Work to complete
Starting with the first line and ending with the last, transcribe the data exactly.
━━ Excerpted records
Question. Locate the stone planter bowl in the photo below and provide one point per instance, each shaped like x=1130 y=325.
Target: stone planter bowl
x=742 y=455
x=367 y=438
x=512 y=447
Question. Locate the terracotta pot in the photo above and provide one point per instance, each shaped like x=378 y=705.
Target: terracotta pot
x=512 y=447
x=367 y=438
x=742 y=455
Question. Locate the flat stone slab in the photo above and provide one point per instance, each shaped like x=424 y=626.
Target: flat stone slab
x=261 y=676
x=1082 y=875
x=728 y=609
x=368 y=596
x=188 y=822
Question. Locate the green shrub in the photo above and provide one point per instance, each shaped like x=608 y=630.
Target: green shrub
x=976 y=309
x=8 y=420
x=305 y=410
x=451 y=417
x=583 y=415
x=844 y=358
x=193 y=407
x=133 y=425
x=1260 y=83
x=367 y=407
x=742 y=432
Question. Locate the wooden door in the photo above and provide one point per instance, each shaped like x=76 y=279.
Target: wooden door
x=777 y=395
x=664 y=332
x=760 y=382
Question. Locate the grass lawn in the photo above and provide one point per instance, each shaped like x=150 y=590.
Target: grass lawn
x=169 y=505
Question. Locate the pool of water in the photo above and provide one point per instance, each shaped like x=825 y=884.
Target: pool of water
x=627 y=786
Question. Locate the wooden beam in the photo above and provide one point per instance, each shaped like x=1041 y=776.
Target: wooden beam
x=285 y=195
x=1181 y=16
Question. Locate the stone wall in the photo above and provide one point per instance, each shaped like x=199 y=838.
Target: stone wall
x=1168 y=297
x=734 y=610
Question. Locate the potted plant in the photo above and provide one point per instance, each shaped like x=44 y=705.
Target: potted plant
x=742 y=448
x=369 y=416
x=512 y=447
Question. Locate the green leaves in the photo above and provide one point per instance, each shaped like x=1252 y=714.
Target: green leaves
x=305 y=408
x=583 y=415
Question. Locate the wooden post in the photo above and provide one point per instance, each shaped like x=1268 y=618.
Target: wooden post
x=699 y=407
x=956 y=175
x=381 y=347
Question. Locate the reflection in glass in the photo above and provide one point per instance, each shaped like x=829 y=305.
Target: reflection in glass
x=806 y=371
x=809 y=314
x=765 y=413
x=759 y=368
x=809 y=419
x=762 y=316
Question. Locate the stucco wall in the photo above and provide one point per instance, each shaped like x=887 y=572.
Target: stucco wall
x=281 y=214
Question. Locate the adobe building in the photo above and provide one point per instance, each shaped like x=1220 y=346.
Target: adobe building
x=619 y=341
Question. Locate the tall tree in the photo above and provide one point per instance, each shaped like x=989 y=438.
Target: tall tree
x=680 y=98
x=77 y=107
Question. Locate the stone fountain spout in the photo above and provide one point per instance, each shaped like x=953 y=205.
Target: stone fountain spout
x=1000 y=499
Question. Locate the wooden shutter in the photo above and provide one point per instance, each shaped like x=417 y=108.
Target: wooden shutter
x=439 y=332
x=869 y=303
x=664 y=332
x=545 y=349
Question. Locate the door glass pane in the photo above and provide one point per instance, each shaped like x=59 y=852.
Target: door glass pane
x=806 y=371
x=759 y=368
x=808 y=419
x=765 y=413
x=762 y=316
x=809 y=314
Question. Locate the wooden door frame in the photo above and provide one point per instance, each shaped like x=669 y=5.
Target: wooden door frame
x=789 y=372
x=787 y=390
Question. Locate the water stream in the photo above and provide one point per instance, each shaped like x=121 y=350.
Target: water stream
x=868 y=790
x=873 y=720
━━━━
Answer below
Question. Locate the stone planter bowl in the photo below and provide one point per instance, each shaped like x=1130 y=325.
Target: stone planter bowl
x=742 y=455
x=367 y=438
x=512 y=447
Question. Locate the terracotta pot in the photo above and provide one point per instance, each shaped like x=378 y=705.
Target: terracotta pot
x=512 y=447
x=367 y=438
x=742 y=455
Question. Locate the flat stone slab in the photo above and provide one point per instance, each shaped like x=424 y=626.
Target: flat stone slab
x=261 y=676
x=1082 y=875
x=728 y=609
x=368 y=596
x=188 y=822
Question. Locate the green shrub in the photo above and provide one point per instance, each shaped like x=608 y=630.
Target: green shrub
x=976 y=309
x=8 y=420
x=305 y=410
x=451 y=417
x=583 y=415
x=844 y=358
x=193 y=407
x=133 y=425
x=1260 y=83
x=367 y=407
x=742 y=432
Question. Locate the wooden door in the photo above and provide one point per instance, each shaped like x=76 y=279.
Target: wooden door
x=777 y=395
x=664 y=332
x=760 y=382
Question. Locate the grass lawn in the photo above and provide one point per instance, each shaped like x=150 y=590.
Target: grass lawn
x=169 y=505
Question. Locate the pool of water in the photo above and provide one point per instance, each shaped like x=825 y=884.
Target: pool of water
x=627 y=786
Question. Locate the wooden beam in the photo above and provide one point per instance, each shaped like x=1041 y=776.
Target: wooden beam
x=285 y=195
x=1181 y=16
Question. Locate the stone wall in the photo above and provide one point per instance, each shaped like x=199 y=838.
Target: stone wall
x=1168 y=297
x=734 y=610
Question. Locate the potted plant in the photo above and provide one point per instance, each shaped like x=44 y=705.
Target: potted plant
x=742 y=448
x=369 y=416
x=512 y=447
Question. Locate the green leaves in the photo above and provide one point per instance, each shaped like x=1252 y=714.
Target: green leaves
x=305 y=408
x=583 y=415
Question. Locate the wooden post in the photo above and provide one point per instance, each shaped like x=1268 y=618.
Target: wooden post
x=699 y=407
x=956 y=175
x=381 y=347
Question. Locate the reflection in glass in the photo above and provide one point per instance, each shaped like x=829 y=305.
Target: reflection in glass
x=806 y=371
x=809 y=314
x=765 y=413
x=759 y=368
x=809 y=419
x=762 y=316
Question. Locate the stucco wall in the photo above and provide one point per instance, each shaped like x=887 y=572.
Target: stucco wall
x=281 y=214
Question. Locate the adobe building in the photo above and provide one point per instance, each shaped like x=1220 y=346.
Target: adobe building
x=619 y=341
Question. Locate the tall tree in the photo above and provide one point per instance, each shaped like x=989 y=438.
Target: tall tree
x=680 y=98
x=77 y=107
Question. Locate the stone fountain spout in the photo above and provide one point per instance, each shaped like x=953 y=205.
Target: stone fountain spout
x=1000 y=499
Question. Locate the wooden shutter in the photo above and provide one point per instance, each shaped like x=417 y=108.
Target: wooden shutter
x=439 y=332
x=869 y=303
x=664 y=332
x=545 y=349
Question. Locate the door glass pane in the photo above and provide one point per instance, each shaped like x=59 y=852.
Target: door glass pane
x=806 y=371
x=759 y=368
x=808 y=419
x=765 y=413
x=762 y=316
x=809 y=314
Question. Locate the wooden door frame in the photo above and provide one point per instance, each shaped like x=669 y=5.
Target: wooden door frame
x=789 y=372
x=787 y=390
Question. Locate the water stream in the photo above and provide one point per instance, each shaped like x=121 y=350.
Target: water stream
x=868 y=790
x=873 y=720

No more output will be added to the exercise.